-- ARTICLE start --

Buying an HP Pavilion laptop for GNU/Linux

by Bruce Byfield

A corporation is not the person the legal fiction makes it so much as a collection of different interests. I was reminded of this fact a couple of weeks ago when I went shopping for a laptop. Remembering that Hewlett-Packard almost singlehandedly solved the basic problem of laser printer support for GNU/Linux, I ended up buying one of the company's laptops. Consumer reports, price, and HP's listing as one of the greener hardware manufacturers according to Greenpeace also affected my decision, but my impression of HP as a free software friendly company was a large criteria.

-- ARTICLE end --

TASKS TO CARRY OUT:
1 – In the article on buying an HP Pavilion laptop, which organization ranked HP among the greener hardware manufacturers?
2 – Retype the passage of the article starting with "by Bruce Byfield" and going on through "a large criteria.".
The records play no part in this work.

-- DATA ROWS start --

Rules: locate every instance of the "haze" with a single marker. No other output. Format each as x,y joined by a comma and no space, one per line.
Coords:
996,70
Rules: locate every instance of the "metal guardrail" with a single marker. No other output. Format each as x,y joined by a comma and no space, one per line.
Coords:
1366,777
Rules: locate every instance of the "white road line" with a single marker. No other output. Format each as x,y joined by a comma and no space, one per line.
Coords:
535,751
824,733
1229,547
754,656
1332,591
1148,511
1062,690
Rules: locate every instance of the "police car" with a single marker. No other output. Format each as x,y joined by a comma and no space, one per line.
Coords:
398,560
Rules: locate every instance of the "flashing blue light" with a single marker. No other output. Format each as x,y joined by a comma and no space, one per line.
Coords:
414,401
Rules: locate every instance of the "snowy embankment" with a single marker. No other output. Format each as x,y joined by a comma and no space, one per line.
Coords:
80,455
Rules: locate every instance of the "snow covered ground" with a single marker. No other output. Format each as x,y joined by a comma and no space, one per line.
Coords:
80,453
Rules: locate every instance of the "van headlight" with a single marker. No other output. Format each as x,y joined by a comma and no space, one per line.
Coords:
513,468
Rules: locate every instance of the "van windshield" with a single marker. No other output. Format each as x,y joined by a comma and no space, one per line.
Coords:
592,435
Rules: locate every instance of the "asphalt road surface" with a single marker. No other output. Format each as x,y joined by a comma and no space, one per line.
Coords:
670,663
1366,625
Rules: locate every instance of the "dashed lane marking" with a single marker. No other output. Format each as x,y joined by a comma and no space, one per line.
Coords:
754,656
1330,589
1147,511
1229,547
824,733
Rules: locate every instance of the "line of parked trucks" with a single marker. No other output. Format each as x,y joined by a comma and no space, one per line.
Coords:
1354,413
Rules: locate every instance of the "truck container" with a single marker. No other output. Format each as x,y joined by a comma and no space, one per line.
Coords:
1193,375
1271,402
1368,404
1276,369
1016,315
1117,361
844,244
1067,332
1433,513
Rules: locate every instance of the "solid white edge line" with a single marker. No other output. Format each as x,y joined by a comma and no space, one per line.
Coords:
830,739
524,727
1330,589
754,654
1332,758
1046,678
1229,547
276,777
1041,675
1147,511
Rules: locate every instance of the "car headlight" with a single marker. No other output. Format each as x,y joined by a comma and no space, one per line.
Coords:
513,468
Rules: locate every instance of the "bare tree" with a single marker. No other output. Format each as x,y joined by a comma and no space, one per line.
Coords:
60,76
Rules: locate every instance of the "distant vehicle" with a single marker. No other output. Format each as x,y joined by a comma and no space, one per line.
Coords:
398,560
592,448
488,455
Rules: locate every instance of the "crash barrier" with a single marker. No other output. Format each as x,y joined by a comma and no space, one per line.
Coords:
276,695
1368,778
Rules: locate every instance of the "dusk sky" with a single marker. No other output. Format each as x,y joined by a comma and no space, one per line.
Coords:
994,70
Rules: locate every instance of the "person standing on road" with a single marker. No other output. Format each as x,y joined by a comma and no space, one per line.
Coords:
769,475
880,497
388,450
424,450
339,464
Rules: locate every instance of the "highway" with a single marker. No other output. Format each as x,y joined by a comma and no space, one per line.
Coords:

-- DATA ROWS end --

ANSWERS TO THE EXERCISE:
1 – Greenpeace

2 –
by Bruce Byfield

A corporation is not the person the legal fiction makes it so much as a collection of different interests. I was reminded of this fact a couple of weeks ago when I went shopping for a laptop. Remembering that Hewlett-Packard almost singlehandedly solved the basic problem of laser printer support for GNU/Linux, I ended up buying one of the company's laptops. Consumer reports, price, and HP's listing as one of the greener hardware manufacturers according to Greenpeace also affected my decision, but my impression of HP as a free software friendly company was a large criteria.